> _Action item_: Transcribe all the entries word for word, but omit the images.

══ Source information ══

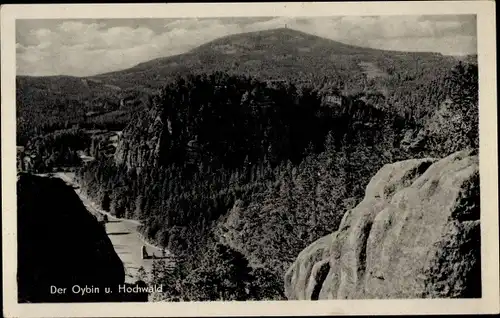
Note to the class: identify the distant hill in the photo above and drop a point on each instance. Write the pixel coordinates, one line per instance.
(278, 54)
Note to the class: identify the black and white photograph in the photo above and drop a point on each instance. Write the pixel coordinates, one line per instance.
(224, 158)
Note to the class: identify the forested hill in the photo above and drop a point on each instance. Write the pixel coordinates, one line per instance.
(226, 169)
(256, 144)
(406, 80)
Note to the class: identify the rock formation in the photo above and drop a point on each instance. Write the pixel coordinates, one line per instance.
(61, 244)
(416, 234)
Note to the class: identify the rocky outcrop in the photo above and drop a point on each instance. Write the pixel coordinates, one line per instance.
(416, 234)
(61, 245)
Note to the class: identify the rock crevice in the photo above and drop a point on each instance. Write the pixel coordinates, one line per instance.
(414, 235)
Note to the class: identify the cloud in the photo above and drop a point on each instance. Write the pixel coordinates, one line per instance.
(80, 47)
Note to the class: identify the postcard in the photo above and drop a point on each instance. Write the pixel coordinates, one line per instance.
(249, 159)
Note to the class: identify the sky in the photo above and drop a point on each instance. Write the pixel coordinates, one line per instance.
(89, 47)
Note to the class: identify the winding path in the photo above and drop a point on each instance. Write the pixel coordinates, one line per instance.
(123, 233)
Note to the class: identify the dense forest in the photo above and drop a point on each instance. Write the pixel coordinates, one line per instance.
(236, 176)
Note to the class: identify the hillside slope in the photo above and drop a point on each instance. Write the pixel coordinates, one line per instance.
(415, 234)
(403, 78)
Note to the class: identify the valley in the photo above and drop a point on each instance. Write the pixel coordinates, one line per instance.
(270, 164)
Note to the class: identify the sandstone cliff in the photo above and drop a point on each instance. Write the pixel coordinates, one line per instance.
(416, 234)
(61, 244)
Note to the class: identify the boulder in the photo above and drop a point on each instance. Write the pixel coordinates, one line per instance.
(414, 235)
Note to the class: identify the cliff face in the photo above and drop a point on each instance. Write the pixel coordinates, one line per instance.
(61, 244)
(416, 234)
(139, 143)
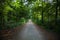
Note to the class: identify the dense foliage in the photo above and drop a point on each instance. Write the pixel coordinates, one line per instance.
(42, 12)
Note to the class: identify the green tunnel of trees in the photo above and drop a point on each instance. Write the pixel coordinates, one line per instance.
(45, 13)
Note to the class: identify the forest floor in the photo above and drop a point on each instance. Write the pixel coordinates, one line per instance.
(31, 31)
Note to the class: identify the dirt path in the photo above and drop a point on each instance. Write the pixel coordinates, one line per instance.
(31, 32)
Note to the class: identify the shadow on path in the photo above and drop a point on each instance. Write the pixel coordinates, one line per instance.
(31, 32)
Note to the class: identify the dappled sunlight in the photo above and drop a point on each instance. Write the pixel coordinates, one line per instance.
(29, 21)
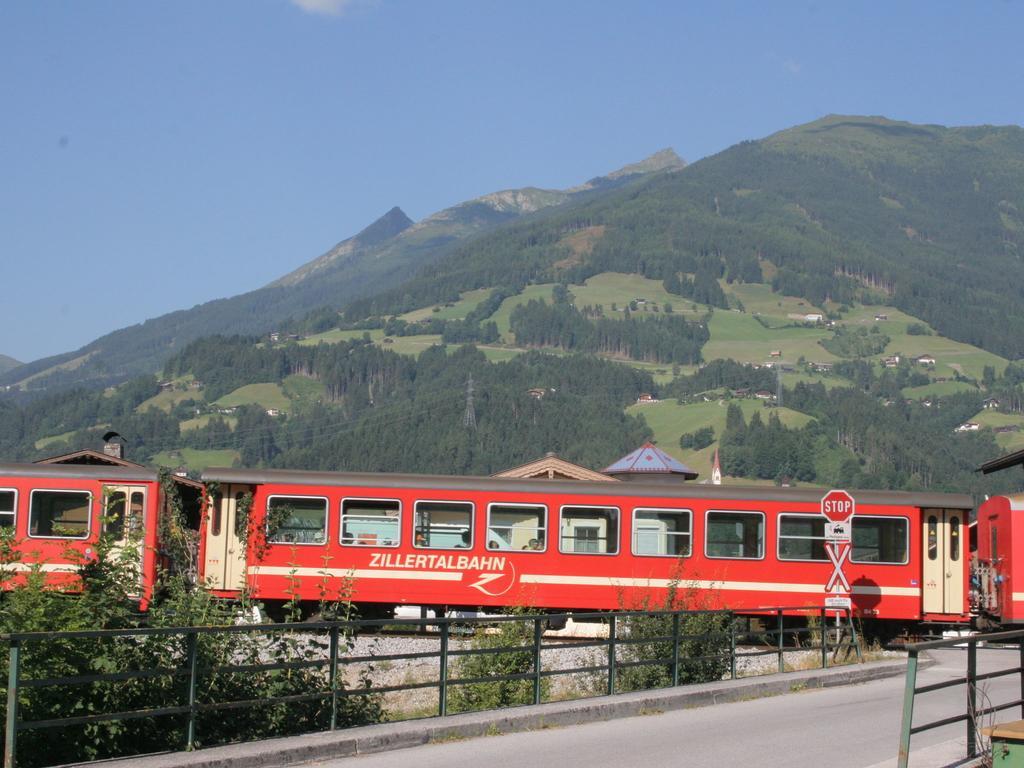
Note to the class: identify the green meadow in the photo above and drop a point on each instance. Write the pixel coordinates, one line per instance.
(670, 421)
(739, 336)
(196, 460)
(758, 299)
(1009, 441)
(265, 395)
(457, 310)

═══

> _Exercise result_:
Note to the class: identify the distant hill in the photo above and drop a point on each instance. Write the pixel coordinates, one line per instance.
(278, 54)
Note to the class: identify the black and white photograph in the photo above and drop a point on each instance. Write the pixel coordinates, one line per instance.
(224, 158)
Note to the class: identify the forested hill in the photo above and drop a point on each instance. Write the pixel coordinates, one line per instance.
(226, 169)
(256, 144)
(406, 80)
Note to the class: identify the rock formation in the photo above and drop a point on each instance. Write the pixel coordinates, one line per instance.
(61, 244)
(416, 234)
Note to the class: identify the rocky outcrop in the photo above and drop a point on each instance. Write the pixel coordinates, one line per instance.
(416, 234)
(61, 245)
Note to the class: identify the rock crevice in the photo above and drop a point on each instance. Write the pixel coordinates, one line per instance.
(414, 235)
Note to the class: identify the cloud in the photo above and drop a point on each instance. Write the pixel coordinates, one line per instance.
(80, 47)
Note to the class: identify the postcard in the photo above and drop a point on each instance. Write the pixel coordinates, one line per instance.
(249, 159)
Note to the class: identify the sky in the photo above and drop a point on each instance. Write the pixel coordinates, one line per instance.
(89, 47)
Note to the class: identify the winding path in the photo above and drop a point on each instance. Write the pixel coordinates, one line per instance.
(123, 233)
Note to the class: identify the dense forest in the photo above and drop a point on each instance. Write the pixel coordinates, one line per instance.
(236, 176)
Note to the class: identify the hillside slope in the photo above and drop a point on each instance. Write the pixel coordinates, one line per instance.
(415, 234)
(403, 78)
Note to the class: identify the valley in the photo above and drop a point on each instance. Write the pixel coordinates, one line per instance.
(270, 164)
Note to the class: identify the sandstone cliff in the photo above and drop a point on each instance. Write the pixel coordinates, one line per instance.
(416, 234)
(61, 244)
Note to the class: identify the boulder in the photo above and drop a point on each instance. Write the pixel coordinates, one line per instance.
(414, 235)
Note to the class: identify the cliff face in the photo above and drop a point on each instance. Write the pixel coordinates, one line per instance.
(61, 244)
(416, 234)
(139, 143)
Note to the class: identify the dense foliage in the photo above and drop a point on each instance. Write the pixel coordinates, one line per instance.
(42, 12)
Note to the class: identify the green tunnel of trees in the photo above and drop a point on each instance. Write the pixel coordinates, one line per instance.
(45, 13)
Note to the class: identify the forest floor in the photo above and drop a point on each instance. Write the pixel coordinates, one line per instance.
(31, 31)
Note to the class: identify the dirt path in the photo above and drop a point on each instance. Write the pixel coordinates, one line per instance.
(31, 32)
Note to the class: identify the shadow on path in the photo above and drop a point on each instance. Write the pixel coordinates, one line per instance.
(31, 32)
Note to the class: identify the dappled sunlight in the photo above and drop a point on each instance. Write the pixel coordinates, one line per instance.
(29, 21)
Note to the class: identify the green meadow in the photo above and drop a point on each instance. Write the pixel coordinates, one line per instance.
(670, 421)
(739, 336)
(196, 460)
(758, 299)
(1009, 441)
(265, 395)
(457, 310)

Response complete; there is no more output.